Every record must be copied exactly, except that pictures are dropped.

•••

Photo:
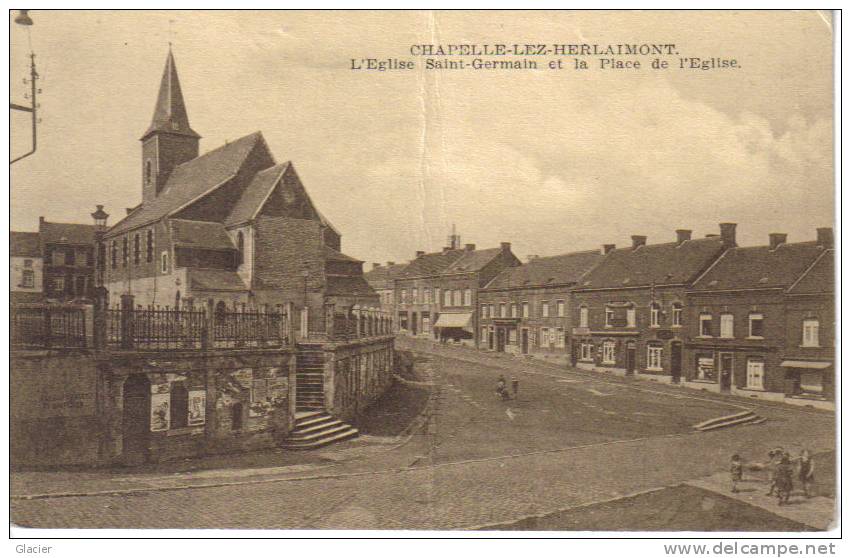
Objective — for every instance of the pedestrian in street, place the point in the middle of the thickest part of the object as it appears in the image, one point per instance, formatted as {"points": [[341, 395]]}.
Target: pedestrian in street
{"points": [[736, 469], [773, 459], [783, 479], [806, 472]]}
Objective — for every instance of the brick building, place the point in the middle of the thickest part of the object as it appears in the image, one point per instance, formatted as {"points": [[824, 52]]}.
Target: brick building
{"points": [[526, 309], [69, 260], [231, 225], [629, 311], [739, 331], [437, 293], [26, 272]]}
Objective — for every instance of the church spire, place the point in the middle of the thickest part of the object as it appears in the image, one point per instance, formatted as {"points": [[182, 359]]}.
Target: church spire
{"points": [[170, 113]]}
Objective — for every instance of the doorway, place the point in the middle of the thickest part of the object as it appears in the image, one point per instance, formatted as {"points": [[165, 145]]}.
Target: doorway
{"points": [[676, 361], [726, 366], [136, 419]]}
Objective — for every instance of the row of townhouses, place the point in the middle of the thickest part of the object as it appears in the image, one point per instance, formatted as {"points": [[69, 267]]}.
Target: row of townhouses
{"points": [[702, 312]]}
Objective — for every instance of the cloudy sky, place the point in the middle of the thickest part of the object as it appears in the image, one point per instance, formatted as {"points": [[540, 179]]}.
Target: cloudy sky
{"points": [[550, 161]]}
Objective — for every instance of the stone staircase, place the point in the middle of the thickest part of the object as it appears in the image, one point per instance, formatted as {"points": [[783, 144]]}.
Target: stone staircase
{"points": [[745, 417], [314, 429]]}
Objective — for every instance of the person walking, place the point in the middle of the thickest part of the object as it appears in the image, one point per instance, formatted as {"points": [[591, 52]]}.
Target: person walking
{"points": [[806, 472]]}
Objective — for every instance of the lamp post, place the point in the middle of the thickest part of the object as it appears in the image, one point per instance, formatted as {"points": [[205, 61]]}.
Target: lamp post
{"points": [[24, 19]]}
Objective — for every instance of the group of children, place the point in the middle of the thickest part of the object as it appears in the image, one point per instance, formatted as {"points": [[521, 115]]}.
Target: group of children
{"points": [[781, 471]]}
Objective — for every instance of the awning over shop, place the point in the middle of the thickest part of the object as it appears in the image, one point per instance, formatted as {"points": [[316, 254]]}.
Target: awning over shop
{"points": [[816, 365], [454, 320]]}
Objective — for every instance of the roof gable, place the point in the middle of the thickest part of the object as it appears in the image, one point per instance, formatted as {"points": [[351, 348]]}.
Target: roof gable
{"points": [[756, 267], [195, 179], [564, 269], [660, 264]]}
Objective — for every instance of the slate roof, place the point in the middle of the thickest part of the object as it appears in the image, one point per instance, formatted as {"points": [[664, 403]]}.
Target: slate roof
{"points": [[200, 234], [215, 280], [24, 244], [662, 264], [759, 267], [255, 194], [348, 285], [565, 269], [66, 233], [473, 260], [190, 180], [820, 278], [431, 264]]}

•••

__WRITTEN REPLY__.
Photo:
Objective — for every instance of the pedestrian in street, place the point in the middle of the thickest part of the object as it appears in the image, one point per instance, formatted as {"points": [[341, 395]]}.
Target: pedestrian in street
{"points": [[736, 469], [773, 459], [783, 479], [806, 472]]}
Objective — for every instance of the brick building, place the point in the middle of the thickest part of the object as it appears in the image, one point per instance, formatted as {"points": [[824, 52]]}.
Target: brick building
{"points": [[526, 309], [69, 260], [231, 225], [629, 311], [739, 331], [437, 293], [26, 272]]}
Objective — for every instance of the church spire, place the point in the middle of the thickest part of the object as it appears in the image, one point per instance, formatted as {"points": [[182, 359]]}.
Target: church spire
{"points": [[170, 113]]}
Objective — for every instance of the doorway, place the point in the middle of the thickest part of the object as it appears in the image, one point per instance, formatted as {"points": [[165, 145]]}.
Target: doorway
{"points": [[676, 361], [726, 366], [136, 419]]}
Objective — for every instance of the row of townhouses, place the point in the middle of the thickest part of the object as it appears in the image, one point per instance, formatted as {"points": [[69, 267]]}.
Target: row of townhouses
{"points": [[702, 312]]}
Objective — for every instance of the cloudy sky, place the point in the middle of the thickest part of the object as it appears in the image, one point per instance, formatted as {"points": [[540, 179]]}.
Target: cloudy sky
{"points": [[550, 161]]}
Objective — for every instance of the stone staircase, place the point in the middle of the thickest part of the object as it appears in the image, one point per instance, formatted as {"points": [[783, 144]]}.
Target: stone staircase
{"points": [[745, 417], [314, 429]]}
Objective — for every instance of the person walking, place the point in the middle of the thickest part of the object as it appears in the image, one point per instance, formatted as {"points": [[591, 52]]}.
Target: person walking
{"points": [[806, 472]]}
Objective — for every instance of the lamp post, place the point in the middle of the thickest part of the object as it appears in the image, one point per instance, formatted as {"points": [[205, 61]]}.
Target: lamp post
{"points": [[24, 19]]}
Objective — for every instance of the group of children, place the point in the middle of the thickest part of the object as it appears in the image, one point per instance, formatted as {"points": [[521, 115]]}.
Target: group of children
{"points": [[781, 471]]}
Objective — for every instance of the awning over shop, place the point in the middle of the thickest part of the object as it appears in the image, one point per instance, formatted as {"points": [[316, 254]]}.
Target: awning over shop
{"points": [[816, 365], [454, 320]]}
Objective — for every instance of the roof gable, place the point in the middle of the thickest part of the object as it appears in the image, one point per instance, formatted as {"points": [[351, 348]]}.
Target: roof gable
{"points": [[756, 267], [195, 179], [564, 269], [660, 264]]}
Objective — for every instance of the slate roof, place the point in the middle of the thickest part of the object as it appears in the image, one point per instance, formatted as {"points": [[664, 403]]}.
Target: slate roof
{"points": [[200, 234], [215, 280], [24, 244], [662, 264], [759, 267], [255, 194], [348, 285], [565, 269], [66, 233], [473, 260], [190, 180], [820, 278], [431, 264]]}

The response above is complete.